• **Job**:
Please find every line in the records below that contains the word "bride" and copy each one out in full.
* START Supplied entries *
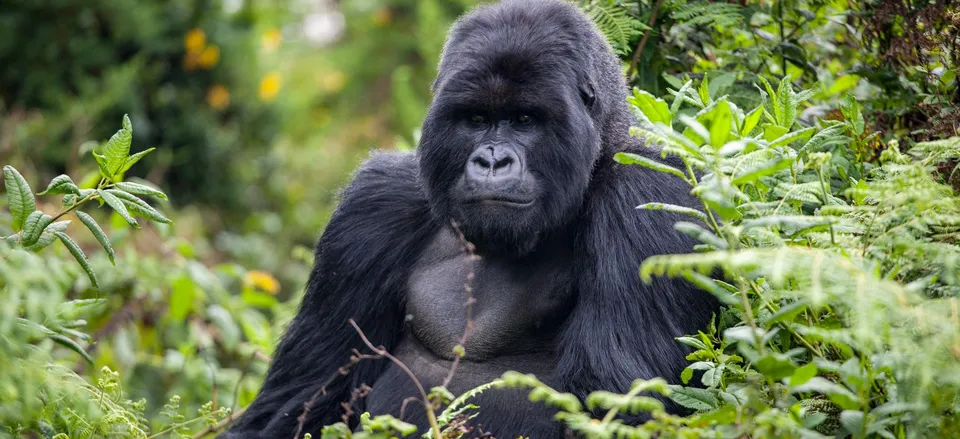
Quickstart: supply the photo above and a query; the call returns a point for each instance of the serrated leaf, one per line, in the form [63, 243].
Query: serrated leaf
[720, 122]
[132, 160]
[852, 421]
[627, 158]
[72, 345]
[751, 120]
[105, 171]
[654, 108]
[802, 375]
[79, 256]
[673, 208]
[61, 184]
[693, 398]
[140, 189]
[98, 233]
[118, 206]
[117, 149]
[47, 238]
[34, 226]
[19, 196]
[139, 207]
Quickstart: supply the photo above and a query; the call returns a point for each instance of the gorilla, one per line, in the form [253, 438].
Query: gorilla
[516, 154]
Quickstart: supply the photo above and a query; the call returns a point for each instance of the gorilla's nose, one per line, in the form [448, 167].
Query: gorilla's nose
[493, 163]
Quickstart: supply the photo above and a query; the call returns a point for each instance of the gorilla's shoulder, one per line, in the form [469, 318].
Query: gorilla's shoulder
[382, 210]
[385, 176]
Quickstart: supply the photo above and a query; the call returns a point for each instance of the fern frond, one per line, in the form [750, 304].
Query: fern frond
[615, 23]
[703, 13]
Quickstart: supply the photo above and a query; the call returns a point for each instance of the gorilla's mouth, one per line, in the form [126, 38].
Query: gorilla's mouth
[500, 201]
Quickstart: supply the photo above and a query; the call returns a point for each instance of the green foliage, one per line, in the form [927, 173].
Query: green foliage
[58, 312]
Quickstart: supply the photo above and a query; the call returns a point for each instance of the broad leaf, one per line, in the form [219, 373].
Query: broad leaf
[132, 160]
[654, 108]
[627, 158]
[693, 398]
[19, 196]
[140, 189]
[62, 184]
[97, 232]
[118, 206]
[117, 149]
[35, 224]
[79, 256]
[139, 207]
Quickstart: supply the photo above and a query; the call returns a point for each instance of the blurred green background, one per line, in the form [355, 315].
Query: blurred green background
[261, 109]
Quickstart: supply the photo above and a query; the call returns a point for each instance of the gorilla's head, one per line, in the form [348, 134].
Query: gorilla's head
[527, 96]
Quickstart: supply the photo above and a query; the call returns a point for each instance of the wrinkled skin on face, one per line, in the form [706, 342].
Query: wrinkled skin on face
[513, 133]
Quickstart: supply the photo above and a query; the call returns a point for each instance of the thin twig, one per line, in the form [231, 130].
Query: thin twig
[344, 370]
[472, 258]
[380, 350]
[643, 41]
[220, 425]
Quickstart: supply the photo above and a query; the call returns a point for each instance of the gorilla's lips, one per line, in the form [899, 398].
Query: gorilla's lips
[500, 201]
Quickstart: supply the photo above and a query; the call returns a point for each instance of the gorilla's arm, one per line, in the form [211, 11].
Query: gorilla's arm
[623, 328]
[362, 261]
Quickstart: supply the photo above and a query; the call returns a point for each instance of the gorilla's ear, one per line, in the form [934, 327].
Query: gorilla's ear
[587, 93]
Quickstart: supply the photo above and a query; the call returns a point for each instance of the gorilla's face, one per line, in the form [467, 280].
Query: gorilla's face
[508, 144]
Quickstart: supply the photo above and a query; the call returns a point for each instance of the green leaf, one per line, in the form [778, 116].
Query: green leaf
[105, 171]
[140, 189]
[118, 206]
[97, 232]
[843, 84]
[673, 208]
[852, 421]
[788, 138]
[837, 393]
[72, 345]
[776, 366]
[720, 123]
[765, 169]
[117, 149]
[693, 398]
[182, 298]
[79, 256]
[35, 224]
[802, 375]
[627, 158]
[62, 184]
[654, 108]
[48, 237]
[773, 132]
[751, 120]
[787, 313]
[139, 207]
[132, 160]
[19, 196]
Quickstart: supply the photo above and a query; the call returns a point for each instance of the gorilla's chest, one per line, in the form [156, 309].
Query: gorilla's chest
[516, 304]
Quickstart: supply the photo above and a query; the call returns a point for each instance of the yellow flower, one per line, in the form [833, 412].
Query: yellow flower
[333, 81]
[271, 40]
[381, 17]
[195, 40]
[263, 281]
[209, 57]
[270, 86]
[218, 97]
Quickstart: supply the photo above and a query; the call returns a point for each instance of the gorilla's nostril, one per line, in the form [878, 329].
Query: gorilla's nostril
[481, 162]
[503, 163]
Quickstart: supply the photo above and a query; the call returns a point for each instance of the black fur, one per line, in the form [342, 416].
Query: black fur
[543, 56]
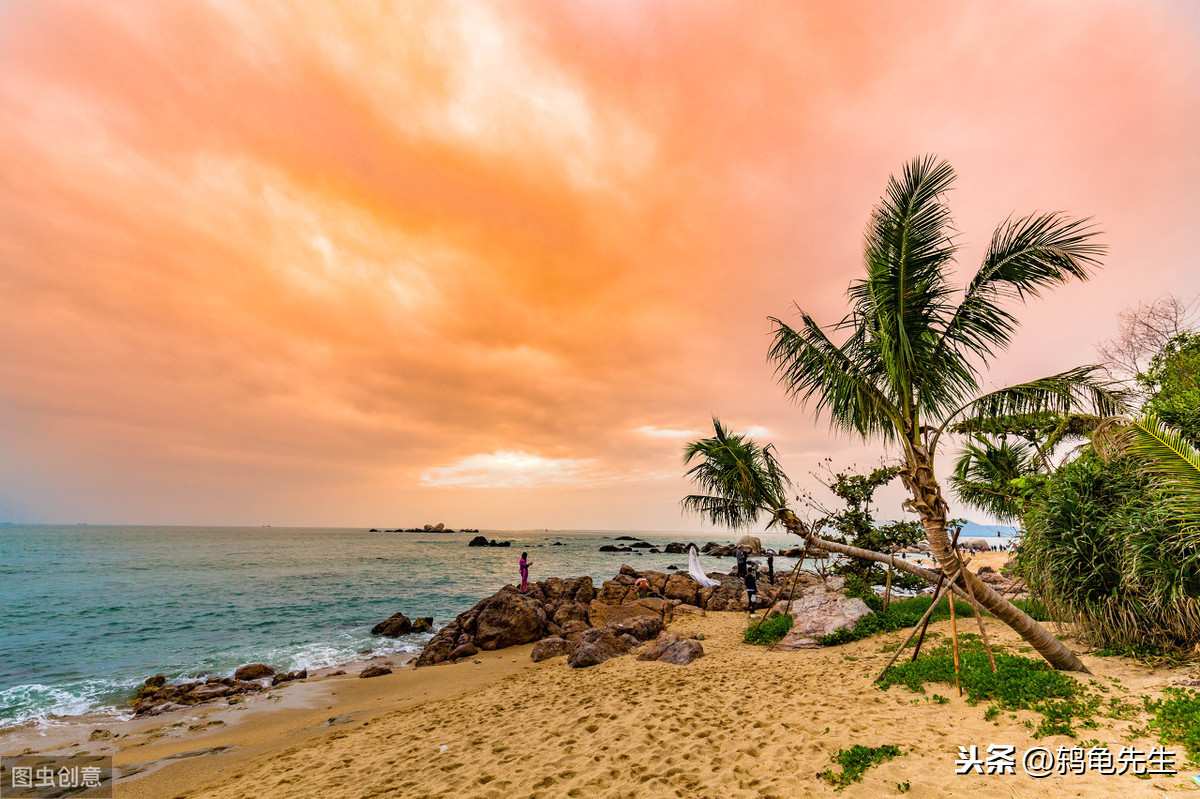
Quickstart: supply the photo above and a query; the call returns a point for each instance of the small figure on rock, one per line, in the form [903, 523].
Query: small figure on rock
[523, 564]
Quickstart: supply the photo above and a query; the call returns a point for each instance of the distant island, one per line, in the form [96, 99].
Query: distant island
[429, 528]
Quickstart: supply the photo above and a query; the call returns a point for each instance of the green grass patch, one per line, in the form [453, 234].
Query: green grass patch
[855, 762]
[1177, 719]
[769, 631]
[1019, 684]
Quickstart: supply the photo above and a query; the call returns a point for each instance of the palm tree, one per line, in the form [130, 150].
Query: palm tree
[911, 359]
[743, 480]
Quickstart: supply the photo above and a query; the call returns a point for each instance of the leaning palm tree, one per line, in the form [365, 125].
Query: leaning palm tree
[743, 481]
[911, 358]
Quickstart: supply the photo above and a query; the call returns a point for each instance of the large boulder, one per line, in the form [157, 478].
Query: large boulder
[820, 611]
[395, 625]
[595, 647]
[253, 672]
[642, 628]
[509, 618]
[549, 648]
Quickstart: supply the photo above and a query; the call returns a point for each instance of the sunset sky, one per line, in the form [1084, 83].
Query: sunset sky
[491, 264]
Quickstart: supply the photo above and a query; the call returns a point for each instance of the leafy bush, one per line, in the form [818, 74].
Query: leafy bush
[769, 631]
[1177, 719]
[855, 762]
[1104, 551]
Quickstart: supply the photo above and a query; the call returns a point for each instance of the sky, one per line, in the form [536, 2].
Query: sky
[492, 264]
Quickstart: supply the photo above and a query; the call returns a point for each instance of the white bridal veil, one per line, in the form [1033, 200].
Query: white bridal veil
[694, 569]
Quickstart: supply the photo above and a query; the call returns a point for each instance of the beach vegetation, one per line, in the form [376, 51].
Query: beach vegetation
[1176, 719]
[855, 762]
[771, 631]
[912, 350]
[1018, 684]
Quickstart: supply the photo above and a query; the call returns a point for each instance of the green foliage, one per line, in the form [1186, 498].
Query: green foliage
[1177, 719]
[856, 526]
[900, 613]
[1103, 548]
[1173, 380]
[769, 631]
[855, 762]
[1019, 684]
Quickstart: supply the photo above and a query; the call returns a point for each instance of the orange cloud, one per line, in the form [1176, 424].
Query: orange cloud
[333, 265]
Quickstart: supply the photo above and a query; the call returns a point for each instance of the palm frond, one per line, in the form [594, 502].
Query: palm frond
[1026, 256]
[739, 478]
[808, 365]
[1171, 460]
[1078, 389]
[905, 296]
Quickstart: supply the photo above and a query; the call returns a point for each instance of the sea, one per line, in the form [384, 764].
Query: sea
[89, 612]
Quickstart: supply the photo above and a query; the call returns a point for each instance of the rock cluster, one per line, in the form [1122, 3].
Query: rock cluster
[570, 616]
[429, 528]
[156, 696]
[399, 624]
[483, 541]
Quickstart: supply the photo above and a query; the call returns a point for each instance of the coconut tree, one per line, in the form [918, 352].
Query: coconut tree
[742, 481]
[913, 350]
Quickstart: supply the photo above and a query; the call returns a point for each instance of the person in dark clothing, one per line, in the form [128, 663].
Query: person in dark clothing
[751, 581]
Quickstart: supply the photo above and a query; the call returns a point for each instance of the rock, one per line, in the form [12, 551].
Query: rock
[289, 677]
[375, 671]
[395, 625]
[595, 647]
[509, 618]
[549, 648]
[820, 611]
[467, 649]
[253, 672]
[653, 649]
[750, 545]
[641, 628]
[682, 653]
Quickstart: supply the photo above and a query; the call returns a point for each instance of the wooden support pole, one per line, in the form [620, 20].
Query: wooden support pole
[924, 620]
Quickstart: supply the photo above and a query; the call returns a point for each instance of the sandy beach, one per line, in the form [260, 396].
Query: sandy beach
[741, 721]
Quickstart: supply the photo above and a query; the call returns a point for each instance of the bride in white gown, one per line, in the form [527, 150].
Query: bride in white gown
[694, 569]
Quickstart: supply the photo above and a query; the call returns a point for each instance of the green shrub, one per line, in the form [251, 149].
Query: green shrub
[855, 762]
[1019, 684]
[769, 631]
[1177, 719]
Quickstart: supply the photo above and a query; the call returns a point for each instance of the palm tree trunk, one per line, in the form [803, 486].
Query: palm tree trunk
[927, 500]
* END Supplied entries *
* START Supplied entries *
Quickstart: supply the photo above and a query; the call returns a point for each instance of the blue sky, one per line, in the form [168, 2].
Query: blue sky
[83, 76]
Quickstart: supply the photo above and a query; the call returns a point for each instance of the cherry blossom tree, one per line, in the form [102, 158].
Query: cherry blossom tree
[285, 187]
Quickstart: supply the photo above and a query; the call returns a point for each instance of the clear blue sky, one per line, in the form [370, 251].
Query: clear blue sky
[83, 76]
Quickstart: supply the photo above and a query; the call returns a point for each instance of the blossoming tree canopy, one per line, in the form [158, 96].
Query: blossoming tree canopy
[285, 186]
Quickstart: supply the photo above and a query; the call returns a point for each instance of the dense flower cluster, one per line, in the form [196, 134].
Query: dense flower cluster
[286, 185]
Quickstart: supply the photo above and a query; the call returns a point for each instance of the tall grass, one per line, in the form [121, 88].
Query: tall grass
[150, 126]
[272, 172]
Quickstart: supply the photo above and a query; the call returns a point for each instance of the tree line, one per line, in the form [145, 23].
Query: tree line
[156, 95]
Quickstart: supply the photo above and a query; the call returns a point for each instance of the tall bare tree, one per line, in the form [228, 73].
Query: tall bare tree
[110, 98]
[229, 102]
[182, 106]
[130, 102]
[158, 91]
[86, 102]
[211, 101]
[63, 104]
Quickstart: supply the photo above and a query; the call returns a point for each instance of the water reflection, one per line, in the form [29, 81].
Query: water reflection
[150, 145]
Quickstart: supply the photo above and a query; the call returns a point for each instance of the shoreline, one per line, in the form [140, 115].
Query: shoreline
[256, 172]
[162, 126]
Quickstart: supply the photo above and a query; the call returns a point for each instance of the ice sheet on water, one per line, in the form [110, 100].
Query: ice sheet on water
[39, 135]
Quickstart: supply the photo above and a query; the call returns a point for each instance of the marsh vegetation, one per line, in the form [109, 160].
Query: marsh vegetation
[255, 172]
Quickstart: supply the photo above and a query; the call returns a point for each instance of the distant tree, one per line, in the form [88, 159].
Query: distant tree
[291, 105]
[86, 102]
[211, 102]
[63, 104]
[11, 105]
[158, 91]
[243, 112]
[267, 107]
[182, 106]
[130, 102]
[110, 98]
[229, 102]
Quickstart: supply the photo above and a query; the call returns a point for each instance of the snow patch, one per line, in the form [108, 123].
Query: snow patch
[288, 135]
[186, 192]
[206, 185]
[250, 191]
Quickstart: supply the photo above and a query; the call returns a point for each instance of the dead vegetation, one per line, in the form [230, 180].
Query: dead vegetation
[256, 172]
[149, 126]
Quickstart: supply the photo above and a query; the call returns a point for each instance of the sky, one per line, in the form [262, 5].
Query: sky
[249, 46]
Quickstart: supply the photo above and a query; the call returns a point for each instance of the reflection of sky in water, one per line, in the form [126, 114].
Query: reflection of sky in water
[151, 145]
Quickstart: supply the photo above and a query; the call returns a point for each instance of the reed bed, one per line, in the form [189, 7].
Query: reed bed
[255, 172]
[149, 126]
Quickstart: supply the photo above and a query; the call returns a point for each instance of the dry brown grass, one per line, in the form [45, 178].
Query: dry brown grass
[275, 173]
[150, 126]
* END Supplied entries *
• **Full solution**:
Quickstart: supply the photo above and a query; the call returns a point for each instance of the bride in white gown, one per line, in the form [527, 150].
Query: bride in white gown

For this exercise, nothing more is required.